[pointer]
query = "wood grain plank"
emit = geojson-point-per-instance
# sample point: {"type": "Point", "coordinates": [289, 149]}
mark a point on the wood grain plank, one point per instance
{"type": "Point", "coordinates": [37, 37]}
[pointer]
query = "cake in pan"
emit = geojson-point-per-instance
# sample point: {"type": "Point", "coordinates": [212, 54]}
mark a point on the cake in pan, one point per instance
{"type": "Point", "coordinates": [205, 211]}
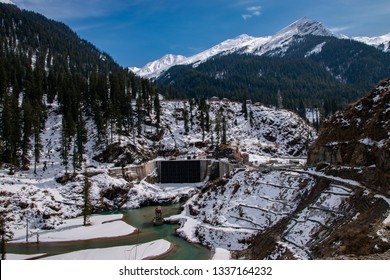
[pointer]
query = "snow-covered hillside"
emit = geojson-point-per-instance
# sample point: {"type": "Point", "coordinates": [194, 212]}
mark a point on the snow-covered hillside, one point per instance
{"type": "Point", "coordinates": [380, 42]}
{"type": "Point", "coordinates": [226, 214]}
{"type": "Point", "coordinates": [277, 44]}
{"type": "Point", "coordinates": [266, 131]}
{"type": "Point", "coordinates": [285, 215]}
{"type": "Point", "coordinates": [48, 196]}
{"type": "Point", "coordinates": [7, 2]}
· · · · ·
Reproduce the entire listing above word for word, leaving out the pictures.

[pointer]
query = "wood grain plank"
emit = geojson-point-per-instance
# sample point: {"type": "Point", "coordinates": [289, 149]}
mark a point on the wood grain plank, one point per instance
{"type": "Point", "coordinates": [37, 37]}
[pointer]
query = "cake in pan"
emit = geojson-point-per-instance
# sample point: {"type": "Point", "coordinates": [212, 54]}
mark a point on the cake in pan, one point per instance
{"type": "Point", "coordinates": [205, 211]}
[pointer]
query = "snow-covered hillside"
emit = geojson-point-per-instance
# sample point: {"type": "Point", "coordinates": [194, 212]}
mark a point on the snow-covered hillside, one point per instance
{"type": "Point", "coordinates": [380, 42]}
{"type": "Point", "coordinates": [226, 214]}
{"type": "Point", "coordinates": [277, 44]}
{"type": "Point", "coordinates": [266, 131]}
{"type": "Point", "coordinates": [285, 215]}
{"type": "Point", "coordinates": [48, 196]}
{"type": "Point", "coordinates": [7, 2]}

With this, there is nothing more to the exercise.